_Article_:
Michael Allen Lee recruited homeless men from the streets of
Orlando or other cities to work in Florida's citrus fields with
promises of good wages. However, instead of the US$35 to $50 a
day that workers in the citrus industry could normally expect,
Lee's workers were rarely paid more than $10 a day despite working
from dawn to dusk.
Lee would deduct the cost of food, a place to sleep and other
"expenses", such as charges for the sacks they used
to collect the fruit, from their wages. One worker had $110 deducted
from his weekly wage for food and rent alone. This despite the
fact that the official charge for the bunk or mattress where they
slept was $30 a week and that they only received between $5 and
$10 a day for food. Those who complained or tried to escape were
threatened with violence.
One worker, George E. Williams, did escape and went to the police.

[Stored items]
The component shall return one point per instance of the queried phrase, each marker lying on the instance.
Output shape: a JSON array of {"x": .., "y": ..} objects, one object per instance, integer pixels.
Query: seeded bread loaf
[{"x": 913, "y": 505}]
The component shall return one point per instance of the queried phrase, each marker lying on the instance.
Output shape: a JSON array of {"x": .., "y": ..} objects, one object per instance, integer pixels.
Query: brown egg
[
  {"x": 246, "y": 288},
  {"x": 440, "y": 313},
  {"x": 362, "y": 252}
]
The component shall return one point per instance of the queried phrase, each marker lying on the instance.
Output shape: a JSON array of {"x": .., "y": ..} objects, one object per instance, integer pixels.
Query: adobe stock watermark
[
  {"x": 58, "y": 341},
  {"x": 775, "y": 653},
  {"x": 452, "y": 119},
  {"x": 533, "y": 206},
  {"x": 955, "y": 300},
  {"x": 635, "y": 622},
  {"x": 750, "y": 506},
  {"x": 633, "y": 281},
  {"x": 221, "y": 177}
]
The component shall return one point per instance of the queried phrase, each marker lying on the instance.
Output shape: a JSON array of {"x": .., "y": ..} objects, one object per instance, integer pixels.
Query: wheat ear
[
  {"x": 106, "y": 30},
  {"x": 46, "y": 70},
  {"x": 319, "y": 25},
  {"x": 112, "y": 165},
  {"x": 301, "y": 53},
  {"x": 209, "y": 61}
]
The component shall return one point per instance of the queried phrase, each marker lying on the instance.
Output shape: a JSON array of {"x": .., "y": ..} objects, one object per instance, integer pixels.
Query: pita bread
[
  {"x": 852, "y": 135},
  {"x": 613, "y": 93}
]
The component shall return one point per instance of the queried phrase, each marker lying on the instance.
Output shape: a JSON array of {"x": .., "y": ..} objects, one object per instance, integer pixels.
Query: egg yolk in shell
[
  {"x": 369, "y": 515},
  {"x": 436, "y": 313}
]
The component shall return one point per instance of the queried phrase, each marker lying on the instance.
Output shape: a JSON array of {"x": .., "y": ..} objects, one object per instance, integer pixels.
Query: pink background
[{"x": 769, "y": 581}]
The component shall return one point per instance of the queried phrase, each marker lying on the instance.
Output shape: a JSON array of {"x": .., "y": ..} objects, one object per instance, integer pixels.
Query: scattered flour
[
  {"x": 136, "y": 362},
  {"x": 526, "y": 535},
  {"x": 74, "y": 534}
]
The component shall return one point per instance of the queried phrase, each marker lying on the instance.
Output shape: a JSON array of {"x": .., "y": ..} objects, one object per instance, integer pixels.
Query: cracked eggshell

_Prompt 1_: In the passage about Florida's citrus workers, translate this sentence into Spanish: "Those who complained or tried to escape were threatened with violence."
_Prompt 2_: Please write the next few sentences of the passage about Florida's citrus workers, picking up after its final sentence.

_Exercise answer 1_: Quienes se quejaban o intentaban escapar eran amenazados con violencia.

_Exercise answer 2_:
Williams had previously been beaten unconscious by Lee, dragged
to a pick up truck and taken to another location where he was
beaten again. Lee then made Williams wipe his own blood off the
walls.
Seven months after Williams' escape he and more than a dozen
other workers filed a lawsuit, with the assistance of Florida
Rural Legal Services, against Lee and the company that hired him,
Beville II Inc.
Lee cooperated with the authorities and therefore a charge of
"conspiracy to injure, oppress, threaten and intimidate"
was limited to his treatment of George E. Williams. However, in
carrying out the prosecution officials also made use of the 13th
Amendment to the US Constitution, adopted in 1865 to bring an
official end to slavery, which is still used in a surprising number
of US court cases. Lee was sentenced to four years in prison and
a further three years of supervised release. An accomplice, William
Oscar Smith, was sentenced to four and a half years in prison.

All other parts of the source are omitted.